» **Records supplied**:
—————
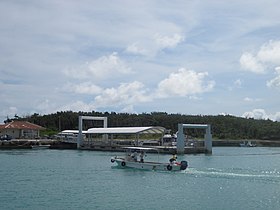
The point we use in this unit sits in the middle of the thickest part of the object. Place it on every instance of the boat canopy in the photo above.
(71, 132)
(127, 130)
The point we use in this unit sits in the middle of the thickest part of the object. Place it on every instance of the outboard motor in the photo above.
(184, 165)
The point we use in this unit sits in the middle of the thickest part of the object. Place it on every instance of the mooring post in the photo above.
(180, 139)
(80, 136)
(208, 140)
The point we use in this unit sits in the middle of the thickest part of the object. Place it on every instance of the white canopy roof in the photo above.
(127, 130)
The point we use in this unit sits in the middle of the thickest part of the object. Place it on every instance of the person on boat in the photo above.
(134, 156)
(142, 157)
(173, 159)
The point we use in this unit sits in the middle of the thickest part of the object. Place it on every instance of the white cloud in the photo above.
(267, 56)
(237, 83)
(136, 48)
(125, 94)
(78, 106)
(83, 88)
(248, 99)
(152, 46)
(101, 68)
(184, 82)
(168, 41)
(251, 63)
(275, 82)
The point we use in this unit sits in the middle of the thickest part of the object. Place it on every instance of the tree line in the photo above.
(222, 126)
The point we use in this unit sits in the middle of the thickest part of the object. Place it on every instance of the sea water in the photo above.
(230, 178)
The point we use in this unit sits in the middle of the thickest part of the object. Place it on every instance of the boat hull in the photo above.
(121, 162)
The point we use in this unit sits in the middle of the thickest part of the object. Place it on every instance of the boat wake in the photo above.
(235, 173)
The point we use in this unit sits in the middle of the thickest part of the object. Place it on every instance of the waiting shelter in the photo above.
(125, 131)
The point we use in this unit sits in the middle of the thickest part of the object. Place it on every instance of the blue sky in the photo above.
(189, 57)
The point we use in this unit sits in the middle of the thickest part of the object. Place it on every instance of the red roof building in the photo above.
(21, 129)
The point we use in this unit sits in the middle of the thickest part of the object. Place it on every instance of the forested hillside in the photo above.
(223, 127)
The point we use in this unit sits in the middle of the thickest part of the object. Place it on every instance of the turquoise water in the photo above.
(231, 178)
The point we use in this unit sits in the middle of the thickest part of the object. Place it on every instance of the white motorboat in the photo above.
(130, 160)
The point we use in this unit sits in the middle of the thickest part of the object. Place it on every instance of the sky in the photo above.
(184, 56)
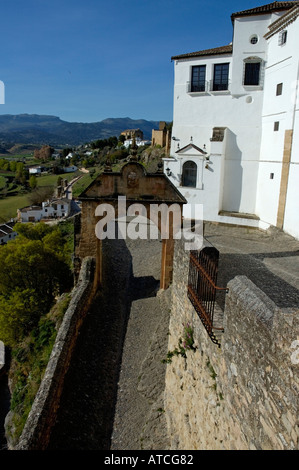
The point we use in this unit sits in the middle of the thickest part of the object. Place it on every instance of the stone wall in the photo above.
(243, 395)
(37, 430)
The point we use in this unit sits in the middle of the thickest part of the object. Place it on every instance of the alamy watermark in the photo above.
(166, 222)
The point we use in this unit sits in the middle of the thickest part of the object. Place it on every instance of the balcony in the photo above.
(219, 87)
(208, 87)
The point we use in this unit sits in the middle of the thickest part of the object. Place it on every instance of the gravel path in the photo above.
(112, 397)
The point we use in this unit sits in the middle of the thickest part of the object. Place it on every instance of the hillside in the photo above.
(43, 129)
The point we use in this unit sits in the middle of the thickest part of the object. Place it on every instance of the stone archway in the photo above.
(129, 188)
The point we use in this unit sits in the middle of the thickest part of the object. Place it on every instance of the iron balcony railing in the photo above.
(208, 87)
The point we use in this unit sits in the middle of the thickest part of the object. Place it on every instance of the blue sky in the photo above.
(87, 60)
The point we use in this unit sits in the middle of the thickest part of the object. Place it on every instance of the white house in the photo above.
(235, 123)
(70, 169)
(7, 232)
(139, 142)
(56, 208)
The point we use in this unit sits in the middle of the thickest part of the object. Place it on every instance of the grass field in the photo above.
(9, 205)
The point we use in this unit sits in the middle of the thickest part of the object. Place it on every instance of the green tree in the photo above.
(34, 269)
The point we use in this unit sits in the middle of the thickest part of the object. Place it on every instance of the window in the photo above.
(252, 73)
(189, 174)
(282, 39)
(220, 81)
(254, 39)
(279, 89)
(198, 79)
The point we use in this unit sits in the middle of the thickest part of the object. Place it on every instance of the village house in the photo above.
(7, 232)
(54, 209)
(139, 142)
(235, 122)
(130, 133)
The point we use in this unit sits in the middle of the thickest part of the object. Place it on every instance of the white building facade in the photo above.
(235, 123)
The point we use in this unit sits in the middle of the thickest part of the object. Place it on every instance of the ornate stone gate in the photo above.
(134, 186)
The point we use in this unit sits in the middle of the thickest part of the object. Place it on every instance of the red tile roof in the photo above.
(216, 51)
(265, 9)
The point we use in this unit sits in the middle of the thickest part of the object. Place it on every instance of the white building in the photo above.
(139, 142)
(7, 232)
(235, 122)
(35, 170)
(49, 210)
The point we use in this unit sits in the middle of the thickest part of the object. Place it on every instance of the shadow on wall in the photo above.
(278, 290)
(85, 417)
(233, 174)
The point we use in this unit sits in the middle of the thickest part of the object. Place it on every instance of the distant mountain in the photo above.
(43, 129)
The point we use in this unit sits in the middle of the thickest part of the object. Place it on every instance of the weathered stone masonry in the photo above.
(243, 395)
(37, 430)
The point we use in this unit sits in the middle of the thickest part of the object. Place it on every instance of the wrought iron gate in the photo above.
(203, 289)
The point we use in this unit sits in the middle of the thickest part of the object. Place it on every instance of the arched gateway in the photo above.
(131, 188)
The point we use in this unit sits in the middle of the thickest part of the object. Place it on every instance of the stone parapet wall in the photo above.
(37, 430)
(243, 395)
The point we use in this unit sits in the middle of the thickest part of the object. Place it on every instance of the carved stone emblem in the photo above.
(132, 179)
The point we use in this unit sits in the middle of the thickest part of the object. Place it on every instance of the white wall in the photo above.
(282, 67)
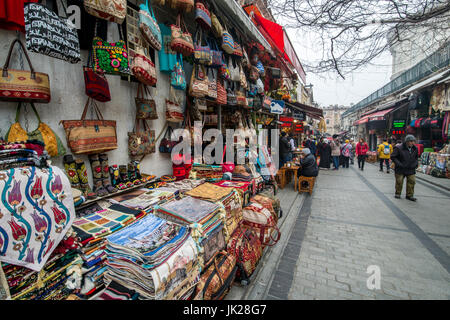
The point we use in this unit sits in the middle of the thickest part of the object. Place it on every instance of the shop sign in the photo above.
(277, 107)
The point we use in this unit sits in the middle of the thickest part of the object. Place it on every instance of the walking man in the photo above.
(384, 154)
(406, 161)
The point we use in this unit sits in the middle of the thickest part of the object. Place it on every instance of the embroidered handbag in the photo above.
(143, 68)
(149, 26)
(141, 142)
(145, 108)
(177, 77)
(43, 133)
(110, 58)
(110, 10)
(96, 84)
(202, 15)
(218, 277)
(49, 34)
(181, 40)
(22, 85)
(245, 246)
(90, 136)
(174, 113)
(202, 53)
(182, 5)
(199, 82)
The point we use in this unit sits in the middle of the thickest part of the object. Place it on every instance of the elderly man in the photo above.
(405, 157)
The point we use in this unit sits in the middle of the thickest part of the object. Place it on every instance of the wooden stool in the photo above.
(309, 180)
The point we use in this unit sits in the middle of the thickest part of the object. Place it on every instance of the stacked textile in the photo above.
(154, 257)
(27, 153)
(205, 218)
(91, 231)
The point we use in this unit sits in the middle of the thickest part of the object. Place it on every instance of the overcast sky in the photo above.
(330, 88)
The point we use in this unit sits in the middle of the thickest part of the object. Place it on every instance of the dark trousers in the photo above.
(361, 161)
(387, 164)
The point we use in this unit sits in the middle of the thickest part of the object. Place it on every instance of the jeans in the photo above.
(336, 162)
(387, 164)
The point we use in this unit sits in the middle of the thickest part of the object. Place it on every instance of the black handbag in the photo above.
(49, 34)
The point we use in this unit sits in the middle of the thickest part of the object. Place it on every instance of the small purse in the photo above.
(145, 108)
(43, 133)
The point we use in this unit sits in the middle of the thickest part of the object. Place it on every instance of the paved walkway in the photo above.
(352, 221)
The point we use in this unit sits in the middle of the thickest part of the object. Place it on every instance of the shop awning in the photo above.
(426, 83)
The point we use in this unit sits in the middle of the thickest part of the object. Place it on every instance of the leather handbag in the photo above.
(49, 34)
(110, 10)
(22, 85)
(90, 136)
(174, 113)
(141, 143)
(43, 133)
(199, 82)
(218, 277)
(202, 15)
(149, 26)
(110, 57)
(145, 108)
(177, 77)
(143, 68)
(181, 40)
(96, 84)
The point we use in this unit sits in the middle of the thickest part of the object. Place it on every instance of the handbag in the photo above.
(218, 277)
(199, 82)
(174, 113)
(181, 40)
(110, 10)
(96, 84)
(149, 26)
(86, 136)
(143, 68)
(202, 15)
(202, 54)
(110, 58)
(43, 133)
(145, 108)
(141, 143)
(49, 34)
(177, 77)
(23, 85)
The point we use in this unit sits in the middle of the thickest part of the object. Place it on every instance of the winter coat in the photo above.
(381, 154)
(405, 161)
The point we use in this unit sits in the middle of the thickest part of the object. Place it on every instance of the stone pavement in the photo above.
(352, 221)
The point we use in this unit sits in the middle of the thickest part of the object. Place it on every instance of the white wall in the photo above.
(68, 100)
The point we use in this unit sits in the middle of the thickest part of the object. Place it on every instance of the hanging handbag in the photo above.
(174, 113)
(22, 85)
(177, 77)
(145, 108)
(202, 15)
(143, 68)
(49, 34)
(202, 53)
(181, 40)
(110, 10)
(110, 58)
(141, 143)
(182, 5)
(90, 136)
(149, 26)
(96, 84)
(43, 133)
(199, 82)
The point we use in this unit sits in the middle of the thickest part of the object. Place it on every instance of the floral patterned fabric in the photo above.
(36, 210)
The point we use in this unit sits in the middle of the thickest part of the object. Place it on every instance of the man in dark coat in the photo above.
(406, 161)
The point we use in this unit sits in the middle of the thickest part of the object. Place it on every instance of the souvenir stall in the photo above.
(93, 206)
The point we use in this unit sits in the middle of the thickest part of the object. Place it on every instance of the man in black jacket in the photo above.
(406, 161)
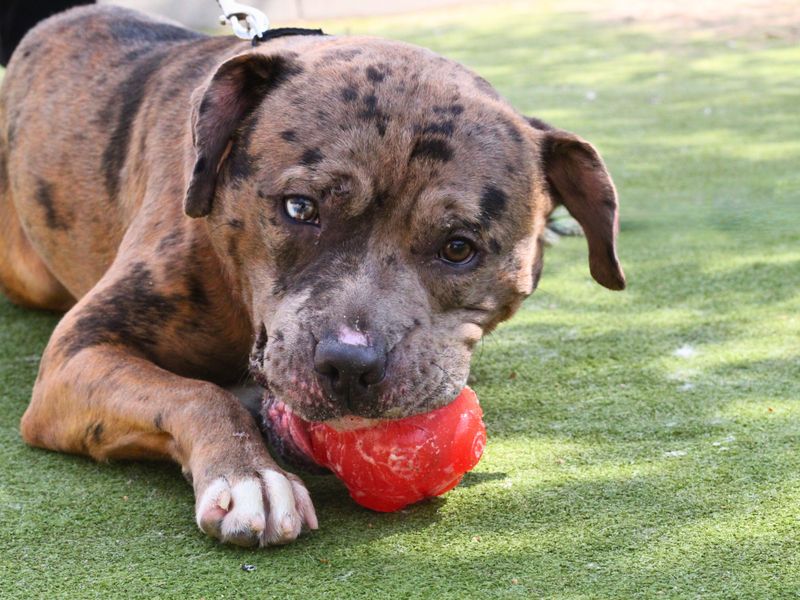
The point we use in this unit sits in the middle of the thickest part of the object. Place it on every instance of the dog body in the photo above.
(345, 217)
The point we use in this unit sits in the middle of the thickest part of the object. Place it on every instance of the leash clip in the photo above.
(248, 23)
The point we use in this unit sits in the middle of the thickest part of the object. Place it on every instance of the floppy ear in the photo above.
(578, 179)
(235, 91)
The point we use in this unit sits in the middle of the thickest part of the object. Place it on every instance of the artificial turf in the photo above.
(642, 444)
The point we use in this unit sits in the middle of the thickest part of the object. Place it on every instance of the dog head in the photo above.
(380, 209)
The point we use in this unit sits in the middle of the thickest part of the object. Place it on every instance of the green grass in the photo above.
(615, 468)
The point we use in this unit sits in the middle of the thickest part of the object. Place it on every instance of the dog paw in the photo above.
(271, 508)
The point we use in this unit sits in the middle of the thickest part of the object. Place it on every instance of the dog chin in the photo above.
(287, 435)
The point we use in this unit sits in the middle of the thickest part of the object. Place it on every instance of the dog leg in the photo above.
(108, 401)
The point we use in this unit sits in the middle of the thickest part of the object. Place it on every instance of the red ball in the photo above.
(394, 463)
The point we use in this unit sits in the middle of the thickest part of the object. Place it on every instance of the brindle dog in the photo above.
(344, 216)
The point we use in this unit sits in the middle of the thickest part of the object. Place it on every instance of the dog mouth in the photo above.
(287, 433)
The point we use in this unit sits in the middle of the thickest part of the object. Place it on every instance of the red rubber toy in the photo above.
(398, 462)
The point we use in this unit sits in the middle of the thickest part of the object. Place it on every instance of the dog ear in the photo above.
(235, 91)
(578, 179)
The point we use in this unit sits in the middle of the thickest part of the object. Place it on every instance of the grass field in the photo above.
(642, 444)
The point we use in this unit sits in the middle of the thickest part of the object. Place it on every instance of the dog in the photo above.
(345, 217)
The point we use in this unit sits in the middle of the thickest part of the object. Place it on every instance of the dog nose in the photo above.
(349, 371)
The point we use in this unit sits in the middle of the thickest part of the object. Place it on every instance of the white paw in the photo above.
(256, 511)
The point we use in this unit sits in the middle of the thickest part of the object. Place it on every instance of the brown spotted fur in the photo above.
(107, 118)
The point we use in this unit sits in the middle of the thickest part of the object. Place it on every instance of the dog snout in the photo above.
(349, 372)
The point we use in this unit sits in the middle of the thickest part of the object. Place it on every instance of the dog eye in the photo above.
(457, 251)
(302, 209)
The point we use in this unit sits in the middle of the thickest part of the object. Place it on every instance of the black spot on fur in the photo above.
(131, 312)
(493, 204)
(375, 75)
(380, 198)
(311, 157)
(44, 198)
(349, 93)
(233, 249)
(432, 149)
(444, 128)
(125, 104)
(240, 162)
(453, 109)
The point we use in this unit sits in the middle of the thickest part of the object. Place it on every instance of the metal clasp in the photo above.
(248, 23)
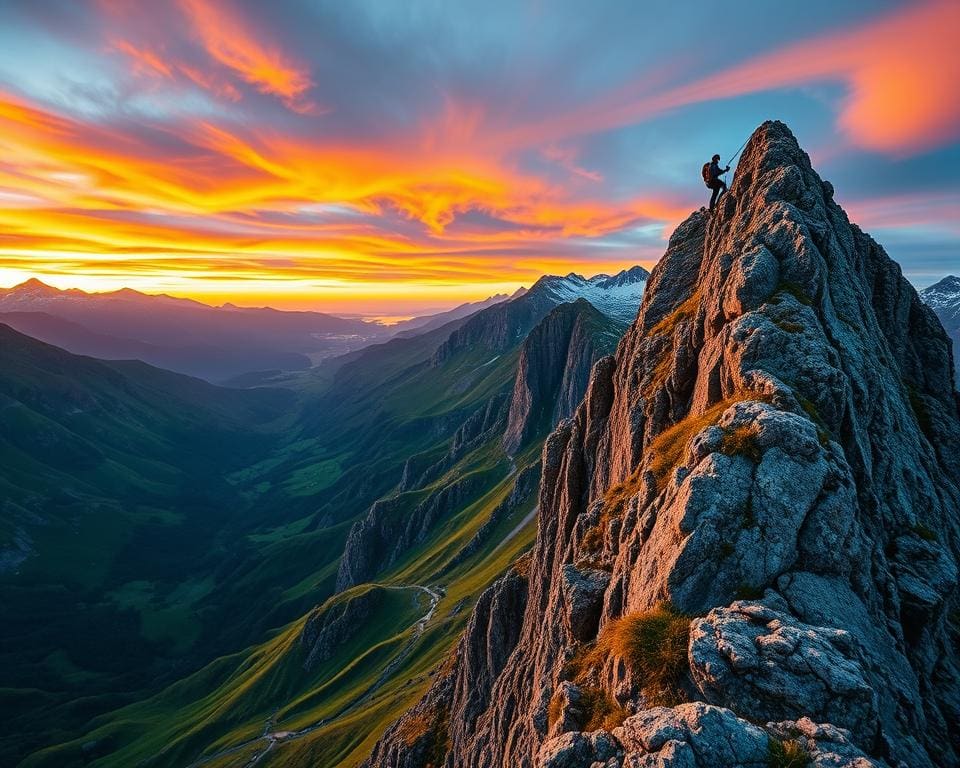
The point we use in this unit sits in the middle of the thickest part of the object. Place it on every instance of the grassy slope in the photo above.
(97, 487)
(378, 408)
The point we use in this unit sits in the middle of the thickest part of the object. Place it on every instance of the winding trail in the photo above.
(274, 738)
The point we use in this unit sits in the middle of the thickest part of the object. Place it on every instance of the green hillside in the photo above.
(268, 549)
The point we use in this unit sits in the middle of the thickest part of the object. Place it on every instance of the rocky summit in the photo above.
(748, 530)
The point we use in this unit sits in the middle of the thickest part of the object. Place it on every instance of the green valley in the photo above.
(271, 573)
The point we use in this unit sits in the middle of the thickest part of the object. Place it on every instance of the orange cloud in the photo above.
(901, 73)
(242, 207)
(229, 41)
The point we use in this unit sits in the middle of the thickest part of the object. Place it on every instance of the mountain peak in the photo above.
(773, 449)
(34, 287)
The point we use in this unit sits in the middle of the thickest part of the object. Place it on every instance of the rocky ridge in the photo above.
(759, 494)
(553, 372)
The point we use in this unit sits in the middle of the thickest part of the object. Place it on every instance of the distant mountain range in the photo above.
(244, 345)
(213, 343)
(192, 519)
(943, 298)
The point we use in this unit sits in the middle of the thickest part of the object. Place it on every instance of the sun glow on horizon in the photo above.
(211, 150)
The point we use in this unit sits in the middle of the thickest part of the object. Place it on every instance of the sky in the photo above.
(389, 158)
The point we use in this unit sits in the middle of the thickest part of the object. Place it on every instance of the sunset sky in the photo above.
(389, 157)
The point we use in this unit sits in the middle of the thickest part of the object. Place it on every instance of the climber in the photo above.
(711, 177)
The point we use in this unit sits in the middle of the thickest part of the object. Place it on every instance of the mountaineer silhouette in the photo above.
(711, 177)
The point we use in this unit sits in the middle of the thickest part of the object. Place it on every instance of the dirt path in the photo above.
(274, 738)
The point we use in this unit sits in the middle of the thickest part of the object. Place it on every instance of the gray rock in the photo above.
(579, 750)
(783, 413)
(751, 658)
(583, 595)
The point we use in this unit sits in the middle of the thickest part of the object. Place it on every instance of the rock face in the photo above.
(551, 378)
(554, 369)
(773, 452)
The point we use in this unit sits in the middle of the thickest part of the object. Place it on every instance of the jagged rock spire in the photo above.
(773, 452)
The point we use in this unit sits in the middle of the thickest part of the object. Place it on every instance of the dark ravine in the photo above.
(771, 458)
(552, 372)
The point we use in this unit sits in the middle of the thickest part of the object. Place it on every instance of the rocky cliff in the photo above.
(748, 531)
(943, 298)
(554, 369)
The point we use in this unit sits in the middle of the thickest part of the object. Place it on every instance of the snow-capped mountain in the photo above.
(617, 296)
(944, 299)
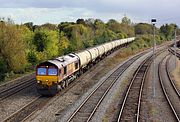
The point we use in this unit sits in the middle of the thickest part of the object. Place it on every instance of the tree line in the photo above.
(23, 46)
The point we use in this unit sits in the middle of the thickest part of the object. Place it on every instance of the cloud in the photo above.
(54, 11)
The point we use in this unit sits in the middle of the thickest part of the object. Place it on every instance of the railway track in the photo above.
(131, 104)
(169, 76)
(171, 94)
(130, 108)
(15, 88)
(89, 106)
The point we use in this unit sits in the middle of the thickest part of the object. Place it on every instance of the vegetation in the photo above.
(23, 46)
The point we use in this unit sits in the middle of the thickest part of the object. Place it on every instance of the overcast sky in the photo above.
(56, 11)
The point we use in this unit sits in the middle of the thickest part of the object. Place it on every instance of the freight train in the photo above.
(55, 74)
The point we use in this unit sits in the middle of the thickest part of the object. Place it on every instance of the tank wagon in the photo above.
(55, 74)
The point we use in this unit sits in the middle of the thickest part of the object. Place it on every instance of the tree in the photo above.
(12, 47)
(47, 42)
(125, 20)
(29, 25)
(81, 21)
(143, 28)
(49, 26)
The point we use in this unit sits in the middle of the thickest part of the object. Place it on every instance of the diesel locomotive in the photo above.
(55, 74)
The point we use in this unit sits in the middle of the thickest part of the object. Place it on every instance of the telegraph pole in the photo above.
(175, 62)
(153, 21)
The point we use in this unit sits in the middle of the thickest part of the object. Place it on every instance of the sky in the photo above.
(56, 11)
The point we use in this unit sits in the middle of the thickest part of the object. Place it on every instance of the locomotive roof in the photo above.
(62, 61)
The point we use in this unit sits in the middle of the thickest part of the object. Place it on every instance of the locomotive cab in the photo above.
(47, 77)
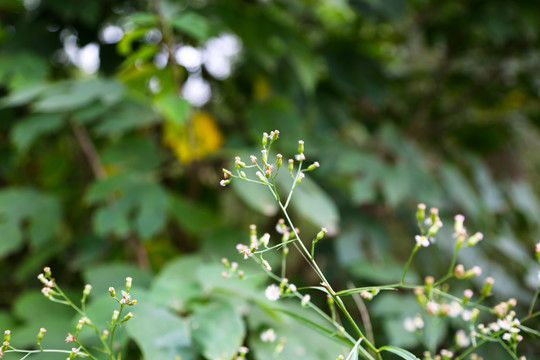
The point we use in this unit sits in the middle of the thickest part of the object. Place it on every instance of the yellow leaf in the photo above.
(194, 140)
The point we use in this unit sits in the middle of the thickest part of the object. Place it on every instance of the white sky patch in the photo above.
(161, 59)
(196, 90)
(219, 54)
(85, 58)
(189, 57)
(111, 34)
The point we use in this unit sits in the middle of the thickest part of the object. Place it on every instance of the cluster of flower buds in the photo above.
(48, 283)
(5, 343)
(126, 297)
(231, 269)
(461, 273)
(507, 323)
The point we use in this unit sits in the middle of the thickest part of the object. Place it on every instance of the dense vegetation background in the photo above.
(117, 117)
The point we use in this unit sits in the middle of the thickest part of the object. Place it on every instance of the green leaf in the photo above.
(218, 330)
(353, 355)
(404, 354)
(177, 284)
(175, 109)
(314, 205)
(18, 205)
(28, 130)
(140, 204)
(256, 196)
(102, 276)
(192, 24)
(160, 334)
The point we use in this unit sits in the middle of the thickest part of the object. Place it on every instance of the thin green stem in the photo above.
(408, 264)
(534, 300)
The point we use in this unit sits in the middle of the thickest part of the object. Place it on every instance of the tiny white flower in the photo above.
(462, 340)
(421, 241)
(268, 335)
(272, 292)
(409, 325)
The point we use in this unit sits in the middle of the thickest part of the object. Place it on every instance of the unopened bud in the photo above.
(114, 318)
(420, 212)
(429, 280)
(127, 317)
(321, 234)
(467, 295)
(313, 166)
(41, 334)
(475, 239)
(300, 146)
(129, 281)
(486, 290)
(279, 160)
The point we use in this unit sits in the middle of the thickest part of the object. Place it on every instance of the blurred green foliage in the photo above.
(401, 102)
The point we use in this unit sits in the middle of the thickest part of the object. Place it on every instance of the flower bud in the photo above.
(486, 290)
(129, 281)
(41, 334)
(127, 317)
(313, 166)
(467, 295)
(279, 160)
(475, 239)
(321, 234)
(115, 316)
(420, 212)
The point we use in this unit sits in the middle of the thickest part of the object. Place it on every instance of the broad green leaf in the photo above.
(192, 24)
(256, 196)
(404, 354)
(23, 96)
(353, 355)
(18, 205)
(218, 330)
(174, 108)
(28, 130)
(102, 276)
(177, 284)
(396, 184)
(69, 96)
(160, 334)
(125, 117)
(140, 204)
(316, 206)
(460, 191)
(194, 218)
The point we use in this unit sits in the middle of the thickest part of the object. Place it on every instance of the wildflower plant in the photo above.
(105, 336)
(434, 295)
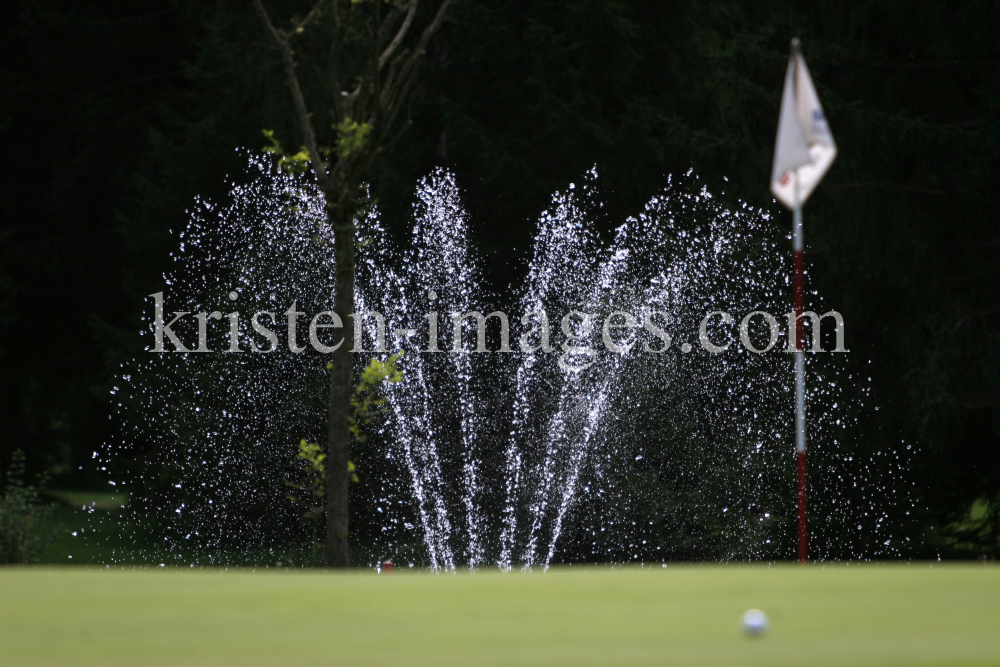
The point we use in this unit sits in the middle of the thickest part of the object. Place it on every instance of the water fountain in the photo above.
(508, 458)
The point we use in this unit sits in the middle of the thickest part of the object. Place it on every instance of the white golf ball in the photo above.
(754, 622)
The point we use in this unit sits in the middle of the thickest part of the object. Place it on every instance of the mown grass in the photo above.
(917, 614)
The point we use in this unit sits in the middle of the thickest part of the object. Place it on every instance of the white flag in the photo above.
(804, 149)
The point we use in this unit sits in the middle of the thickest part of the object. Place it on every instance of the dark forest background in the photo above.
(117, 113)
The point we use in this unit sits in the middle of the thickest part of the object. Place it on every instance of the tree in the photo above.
—————
» **Given exercise**: Rewrite the lines from the one containing "fountain in the photo above." through the last line above, both included, with "white flag" changed to "red flag" and everything else left as it is.

» **Result for this task**:
The point we use in this unit sits in the middle of the thickest part of the object. Place it on every instance of the water fountain in the photo above.
(508, 458)
The point we use in this unit sits in the middle of the thickest part of the object. Place it on every instance of the white golf ball in the photo above.
(754, 622)
The point we use in this unit sits in the middle of the thickest part of the object. Place it on every instance of the mown grass in the photo above.
(917, 614)
The point we use in this unit sits in the middle of the thickest part of the object. Place it on every instance of the red flag in the photo above.
(804, 149)
The point we use in this unit sits in the middle of the thickest part of the object. Place it on every instance of the dark forest background in the photo above.
(117, 113)
The point we use in this unit sits in the middle of the thickest part of the object. Place it on every instance of the tree in the photo above.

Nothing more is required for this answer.